Todo o cenário do desenvolvimento de The Guild 3 é impressionante e bizarro. Como fã dos dois originais, em especial do segundo, que muito correu no PC em 2008, foi com alegria que participei na reunião privada de apresentação do jogo em 2014, na Gamescom. Há época pouco havia para mostrar, mas o discurso do estúdio responsável pelo jogo, os GolemLabs, era muito direccionado para quem já conhecia a série, e que sabia do que falavam. No ano seguinte, na Gamescom 2015, mais uma reunião privada e a oportunidade de ver já algum gameplay do jogo.
Em 2017 o jogo chegaria em Early Access ao Steam, mas dado o desastre que resultou, a THQ Nordic viu-se obrigada a substituir o estúdio de desenvolvimento, e a empresa Purple Lamp acabaria por pegar no título e levá-lo até ao seu lançamento, na semana passada.
Admito que a determinada altura achei que já não fossemos ver este jogo terminado e que ficaria para sempre no purgatório dos jogos inacabados, sem nunca chegar à conclusão. Felizmente não foi o caso, mas ainda assim, após largas horas de volta da terceira iteração deste simulador de economia e vida medieval, consigo perceber que o segundo jogo continuará a figurar no topo da minha preferência da série.

_EXCERTO DOS DADOS:_
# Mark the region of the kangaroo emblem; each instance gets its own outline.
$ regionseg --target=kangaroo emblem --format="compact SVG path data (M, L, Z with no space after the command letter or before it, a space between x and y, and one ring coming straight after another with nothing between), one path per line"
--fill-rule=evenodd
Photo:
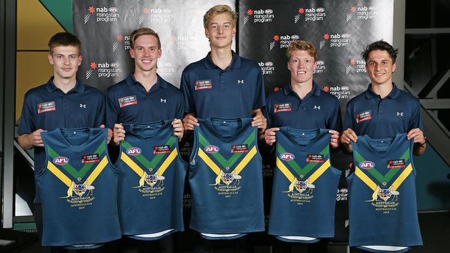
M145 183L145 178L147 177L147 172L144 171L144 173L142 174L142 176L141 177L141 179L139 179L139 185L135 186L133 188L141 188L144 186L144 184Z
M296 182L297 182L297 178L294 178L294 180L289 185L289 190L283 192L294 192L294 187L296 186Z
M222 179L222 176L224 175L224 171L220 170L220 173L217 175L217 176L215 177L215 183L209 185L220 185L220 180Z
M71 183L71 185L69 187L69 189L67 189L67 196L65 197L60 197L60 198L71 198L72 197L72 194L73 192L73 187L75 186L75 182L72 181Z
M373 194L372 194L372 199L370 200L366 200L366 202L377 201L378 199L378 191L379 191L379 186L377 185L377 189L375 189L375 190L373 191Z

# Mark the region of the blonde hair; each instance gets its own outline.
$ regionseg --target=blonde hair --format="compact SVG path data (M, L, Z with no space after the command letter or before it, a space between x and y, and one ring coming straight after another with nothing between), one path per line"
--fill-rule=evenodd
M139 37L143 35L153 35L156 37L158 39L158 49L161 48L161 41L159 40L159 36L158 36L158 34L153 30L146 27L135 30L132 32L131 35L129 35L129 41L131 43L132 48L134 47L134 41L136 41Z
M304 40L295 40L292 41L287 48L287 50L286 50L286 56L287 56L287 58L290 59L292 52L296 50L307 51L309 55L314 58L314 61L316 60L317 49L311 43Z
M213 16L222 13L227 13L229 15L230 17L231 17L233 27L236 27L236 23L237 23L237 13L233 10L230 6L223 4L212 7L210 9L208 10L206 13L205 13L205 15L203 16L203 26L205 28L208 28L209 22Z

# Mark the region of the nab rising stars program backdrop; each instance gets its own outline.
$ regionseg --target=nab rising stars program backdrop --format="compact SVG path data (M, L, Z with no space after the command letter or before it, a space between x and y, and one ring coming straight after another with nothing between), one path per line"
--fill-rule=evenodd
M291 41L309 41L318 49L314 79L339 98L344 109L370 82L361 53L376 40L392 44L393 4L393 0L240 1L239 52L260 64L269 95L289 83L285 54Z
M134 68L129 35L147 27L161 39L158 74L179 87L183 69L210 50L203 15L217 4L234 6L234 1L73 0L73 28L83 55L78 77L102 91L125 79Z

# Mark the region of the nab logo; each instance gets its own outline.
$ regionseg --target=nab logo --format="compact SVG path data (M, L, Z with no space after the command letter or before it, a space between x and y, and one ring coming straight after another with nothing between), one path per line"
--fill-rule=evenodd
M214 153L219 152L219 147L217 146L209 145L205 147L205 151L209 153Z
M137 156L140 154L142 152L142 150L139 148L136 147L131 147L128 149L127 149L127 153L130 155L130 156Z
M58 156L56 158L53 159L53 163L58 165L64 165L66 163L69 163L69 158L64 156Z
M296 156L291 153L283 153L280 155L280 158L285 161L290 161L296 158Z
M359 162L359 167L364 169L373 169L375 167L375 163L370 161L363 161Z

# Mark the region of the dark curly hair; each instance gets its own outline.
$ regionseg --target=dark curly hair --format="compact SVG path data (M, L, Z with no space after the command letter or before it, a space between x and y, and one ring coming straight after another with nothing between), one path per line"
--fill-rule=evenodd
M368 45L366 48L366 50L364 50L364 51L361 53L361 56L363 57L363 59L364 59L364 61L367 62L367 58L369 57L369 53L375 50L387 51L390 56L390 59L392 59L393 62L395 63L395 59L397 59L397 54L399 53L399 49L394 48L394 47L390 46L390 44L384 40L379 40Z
--
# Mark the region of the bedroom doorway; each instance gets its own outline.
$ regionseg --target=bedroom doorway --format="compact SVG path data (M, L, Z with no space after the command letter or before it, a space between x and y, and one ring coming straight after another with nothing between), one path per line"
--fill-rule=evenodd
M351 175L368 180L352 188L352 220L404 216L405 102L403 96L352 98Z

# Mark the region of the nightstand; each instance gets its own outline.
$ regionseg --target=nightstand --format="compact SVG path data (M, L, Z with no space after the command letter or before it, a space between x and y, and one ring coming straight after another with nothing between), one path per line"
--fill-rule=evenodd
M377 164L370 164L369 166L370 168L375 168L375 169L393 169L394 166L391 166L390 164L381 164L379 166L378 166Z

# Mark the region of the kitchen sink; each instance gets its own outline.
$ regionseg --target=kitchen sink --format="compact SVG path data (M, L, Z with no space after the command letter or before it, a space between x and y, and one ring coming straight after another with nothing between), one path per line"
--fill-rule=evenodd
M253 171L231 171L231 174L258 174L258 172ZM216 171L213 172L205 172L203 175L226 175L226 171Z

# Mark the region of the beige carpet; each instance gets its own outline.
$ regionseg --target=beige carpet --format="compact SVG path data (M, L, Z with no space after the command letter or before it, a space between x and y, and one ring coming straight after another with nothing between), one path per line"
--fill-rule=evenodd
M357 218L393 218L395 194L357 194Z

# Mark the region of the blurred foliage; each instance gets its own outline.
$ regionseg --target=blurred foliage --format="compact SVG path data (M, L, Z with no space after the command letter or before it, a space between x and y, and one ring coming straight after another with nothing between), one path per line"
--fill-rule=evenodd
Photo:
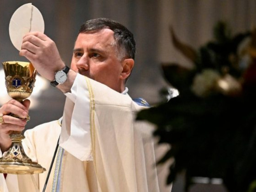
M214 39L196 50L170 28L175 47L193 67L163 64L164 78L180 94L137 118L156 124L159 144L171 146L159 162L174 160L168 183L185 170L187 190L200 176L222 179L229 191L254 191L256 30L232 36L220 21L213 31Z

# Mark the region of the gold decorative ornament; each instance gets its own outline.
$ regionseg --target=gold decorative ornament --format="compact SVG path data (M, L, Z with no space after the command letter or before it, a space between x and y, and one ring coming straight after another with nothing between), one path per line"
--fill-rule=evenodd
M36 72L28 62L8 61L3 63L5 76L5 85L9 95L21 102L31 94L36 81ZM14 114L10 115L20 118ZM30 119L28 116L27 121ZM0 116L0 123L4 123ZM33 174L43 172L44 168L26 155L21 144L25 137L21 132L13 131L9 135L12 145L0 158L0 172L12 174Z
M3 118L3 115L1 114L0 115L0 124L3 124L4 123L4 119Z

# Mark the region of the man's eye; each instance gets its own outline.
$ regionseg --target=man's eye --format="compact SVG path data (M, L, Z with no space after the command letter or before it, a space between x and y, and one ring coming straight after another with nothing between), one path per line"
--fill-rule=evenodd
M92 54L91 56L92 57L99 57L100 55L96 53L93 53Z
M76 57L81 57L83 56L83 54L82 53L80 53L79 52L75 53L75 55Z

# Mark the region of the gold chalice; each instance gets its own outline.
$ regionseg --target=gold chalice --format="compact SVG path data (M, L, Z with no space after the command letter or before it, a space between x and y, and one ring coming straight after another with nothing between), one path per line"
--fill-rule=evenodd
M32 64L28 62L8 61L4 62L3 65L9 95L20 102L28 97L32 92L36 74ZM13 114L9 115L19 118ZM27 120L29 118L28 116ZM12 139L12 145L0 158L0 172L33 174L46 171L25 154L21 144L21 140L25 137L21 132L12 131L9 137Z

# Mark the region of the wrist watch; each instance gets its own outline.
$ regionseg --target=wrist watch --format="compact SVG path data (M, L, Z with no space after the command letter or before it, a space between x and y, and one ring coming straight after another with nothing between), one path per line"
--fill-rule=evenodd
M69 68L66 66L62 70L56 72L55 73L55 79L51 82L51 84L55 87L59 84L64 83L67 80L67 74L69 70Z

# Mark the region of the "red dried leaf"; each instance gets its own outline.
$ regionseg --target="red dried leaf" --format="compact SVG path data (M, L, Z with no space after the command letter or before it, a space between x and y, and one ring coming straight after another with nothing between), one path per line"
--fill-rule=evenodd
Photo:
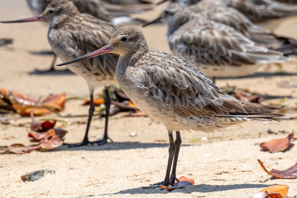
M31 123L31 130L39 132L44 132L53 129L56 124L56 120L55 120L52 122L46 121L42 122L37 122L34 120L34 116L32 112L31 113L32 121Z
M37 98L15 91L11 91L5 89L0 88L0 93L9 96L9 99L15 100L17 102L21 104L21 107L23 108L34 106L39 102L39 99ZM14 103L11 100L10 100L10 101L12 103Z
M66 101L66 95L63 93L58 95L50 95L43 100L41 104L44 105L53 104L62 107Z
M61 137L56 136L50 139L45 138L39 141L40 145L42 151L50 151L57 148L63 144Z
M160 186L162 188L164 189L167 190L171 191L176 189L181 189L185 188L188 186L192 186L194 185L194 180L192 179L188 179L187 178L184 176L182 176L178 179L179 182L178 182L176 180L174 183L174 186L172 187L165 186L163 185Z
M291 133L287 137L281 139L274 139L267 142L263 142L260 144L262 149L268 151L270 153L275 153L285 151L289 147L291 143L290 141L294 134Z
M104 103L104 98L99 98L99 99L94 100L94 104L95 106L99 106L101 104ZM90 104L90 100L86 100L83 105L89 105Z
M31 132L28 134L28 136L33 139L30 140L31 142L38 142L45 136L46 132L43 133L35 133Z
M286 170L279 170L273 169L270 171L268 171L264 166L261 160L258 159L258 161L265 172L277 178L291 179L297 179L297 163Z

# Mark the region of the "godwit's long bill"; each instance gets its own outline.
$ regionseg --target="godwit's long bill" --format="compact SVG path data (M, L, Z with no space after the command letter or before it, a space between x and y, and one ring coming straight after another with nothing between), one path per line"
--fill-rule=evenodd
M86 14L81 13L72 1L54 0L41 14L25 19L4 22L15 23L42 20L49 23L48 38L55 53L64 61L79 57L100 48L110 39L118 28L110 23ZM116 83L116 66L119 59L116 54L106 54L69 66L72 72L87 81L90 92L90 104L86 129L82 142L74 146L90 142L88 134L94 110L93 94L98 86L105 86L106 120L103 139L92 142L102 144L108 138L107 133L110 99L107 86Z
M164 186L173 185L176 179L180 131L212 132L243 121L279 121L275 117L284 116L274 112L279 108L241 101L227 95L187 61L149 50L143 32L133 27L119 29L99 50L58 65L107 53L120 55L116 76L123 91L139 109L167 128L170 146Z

_INSTRUÇÕES:_
1: Devolva sem alterações o trecho do texto sobre The Guild 3 que começa nas palavras "Em 2017 o jogo" e termina após as palavras "preferência da série.".
2: No texto sobre The Guild 3, que empresa pegou no título e o levou até ao lançamento?

_RESPOSTAS AO EXERCÍCIO:_
1:
Em 2017 o jogo chegaria em Early Access ao Steam, mas dado o desastre que resultou, a THQ Nordic viu-se obrigada a substituir o estúdio de desenvolvimento, e a empresa Purple Lamp acabaria por pegar no título e levá-lo até ao seu lançamento, na semana passada.
Admito que a determinada altura achei que já não fossemos ver este jogo terminado e que ficaria para sempre no purgatório dos jogos inacabados, sem nunca chegar à conclusão. Felizmente não foi o caso, mas ainda assim, após largas horas de volta da terceira iteração deste simulador de economia e vida medieval, consigo perceber que o segundo jogo continuará a figurar no topo da minha preferência da série.

2: A Purple Lamp.